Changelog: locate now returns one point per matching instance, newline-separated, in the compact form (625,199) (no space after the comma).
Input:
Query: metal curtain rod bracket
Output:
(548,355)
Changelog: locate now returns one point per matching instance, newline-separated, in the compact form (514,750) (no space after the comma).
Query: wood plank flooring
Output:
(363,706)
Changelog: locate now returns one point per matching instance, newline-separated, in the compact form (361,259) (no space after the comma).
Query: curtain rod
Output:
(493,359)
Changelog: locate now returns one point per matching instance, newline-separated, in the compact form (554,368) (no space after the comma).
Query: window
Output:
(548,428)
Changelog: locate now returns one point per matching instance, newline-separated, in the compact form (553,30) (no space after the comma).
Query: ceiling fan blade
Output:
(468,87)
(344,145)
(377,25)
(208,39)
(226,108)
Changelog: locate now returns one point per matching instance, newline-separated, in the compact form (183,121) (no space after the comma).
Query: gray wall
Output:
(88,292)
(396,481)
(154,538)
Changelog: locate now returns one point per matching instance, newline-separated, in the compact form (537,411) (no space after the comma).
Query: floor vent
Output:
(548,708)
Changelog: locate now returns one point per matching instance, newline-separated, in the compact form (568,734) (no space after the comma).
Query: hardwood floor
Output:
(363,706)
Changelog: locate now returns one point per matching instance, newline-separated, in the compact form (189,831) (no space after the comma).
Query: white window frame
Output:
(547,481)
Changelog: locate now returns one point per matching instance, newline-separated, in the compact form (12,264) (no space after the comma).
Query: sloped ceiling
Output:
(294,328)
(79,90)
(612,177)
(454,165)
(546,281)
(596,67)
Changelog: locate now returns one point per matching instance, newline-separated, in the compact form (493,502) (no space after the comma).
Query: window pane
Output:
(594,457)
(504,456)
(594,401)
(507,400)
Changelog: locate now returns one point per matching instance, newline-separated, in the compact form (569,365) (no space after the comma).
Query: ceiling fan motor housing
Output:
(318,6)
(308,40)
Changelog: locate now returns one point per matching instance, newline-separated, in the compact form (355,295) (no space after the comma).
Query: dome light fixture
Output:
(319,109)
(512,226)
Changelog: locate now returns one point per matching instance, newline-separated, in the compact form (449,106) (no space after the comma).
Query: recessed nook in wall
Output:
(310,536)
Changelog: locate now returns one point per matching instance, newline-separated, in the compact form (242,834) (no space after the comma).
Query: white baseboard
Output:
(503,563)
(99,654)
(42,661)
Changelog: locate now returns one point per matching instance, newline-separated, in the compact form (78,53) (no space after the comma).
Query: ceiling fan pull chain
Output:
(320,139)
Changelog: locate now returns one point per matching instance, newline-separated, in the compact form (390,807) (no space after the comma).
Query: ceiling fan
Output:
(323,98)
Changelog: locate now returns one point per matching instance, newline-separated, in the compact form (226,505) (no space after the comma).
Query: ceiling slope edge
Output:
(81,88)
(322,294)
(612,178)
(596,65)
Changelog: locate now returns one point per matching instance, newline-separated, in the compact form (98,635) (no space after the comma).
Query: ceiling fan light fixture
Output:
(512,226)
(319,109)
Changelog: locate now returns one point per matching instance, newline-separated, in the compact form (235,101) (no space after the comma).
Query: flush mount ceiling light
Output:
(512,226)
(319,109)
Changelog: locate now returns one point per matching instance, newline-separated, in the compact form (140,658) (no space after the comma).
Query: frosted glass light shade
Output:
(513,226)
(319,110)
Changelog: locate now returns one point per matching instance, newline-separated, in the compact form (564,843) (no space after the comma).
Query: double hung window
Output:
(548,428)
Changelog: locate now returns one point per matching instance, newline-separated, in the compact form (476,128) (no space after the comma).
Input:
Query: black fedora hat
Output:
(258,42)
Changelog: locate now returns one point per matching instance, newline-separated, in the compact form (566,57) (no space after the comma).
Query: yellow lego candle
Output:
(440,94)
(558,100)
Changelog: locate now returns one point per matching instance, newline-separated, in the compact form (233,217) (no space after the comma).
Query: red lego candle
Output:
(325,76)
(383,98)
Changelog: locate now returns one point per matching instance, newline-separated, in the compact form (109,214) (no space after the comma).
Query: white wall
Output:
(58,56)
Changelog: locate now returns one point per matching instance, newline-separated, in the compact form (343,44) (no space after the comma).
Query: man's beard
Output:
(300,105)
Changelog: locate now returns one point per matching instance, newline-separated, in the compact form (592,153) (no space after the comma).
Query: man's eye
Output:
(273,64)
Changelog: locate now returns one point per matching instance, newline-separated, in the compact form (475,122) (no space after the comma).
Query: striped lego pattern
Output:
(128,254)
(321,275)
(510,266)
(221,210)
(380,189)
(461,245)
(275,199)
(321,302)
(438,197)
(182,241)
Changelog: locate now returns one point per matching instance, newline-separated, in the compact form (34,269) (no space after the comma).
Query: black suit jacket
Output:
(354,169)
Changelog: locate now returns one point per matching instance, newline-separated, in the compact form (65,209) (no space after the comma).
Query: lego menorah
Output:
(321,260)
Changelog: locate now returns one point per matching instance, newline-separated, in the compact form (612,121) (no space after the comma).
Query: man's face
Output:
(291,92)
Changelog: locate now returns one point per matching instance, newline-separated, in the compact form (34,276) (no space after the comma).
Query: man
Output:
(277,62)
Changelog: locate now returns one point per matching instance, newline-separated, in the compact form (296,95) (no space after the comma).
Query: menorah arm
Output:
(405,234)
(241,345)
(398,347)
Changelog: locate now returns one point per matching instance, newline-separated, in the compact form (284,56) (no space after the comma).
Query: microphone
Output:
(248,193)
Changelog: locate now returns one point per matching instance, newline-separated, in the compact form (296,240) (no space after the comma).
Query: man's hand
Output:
• • •
**Work to complete:** Return, word for word, every line from the line with "(34,269) (no space after the comma)." to the final line of the data.

**The result:**
Changelog: locate now returns one point per matching instance, newline-separated, in the compact form (34,269) (no space after the comma).
Query: black suit jacket
Output:
(354,169)
Changelog: locate now returns one point per matching instance, newline-separated, in the compact form (65,209) (no space after the comma).
Query: lego menorah
Output:
(321,260)
Changelog: locate now returns one point per matching instance, newline-separated, in the compact form (612,121) (no space after the comma).
Query: man's face
Output:
(291,92)
Changelog: locate now returns one point per matching instance, newline-separated, in the compact form (34,276) (no space after the comma).
Query: man
Output:
(277,62)
Changelog: locate now returns one point per matching instance, newline-separated, in the compact form (296,95) (no space after the comma).
Query: menorah arm
Output:
(405,234)
(241,345)
(398,347)
Changelog: locate now returns one point per matching instance, newline-separated, in the compact form (284,56) (no space after the comma).
Query: microphone
Output:
(248,193)
Changelog: locate now returns one point per matching instance, newline-separated, in the compact form (296,240) (no space after the comma).
Query: man's hand
Output:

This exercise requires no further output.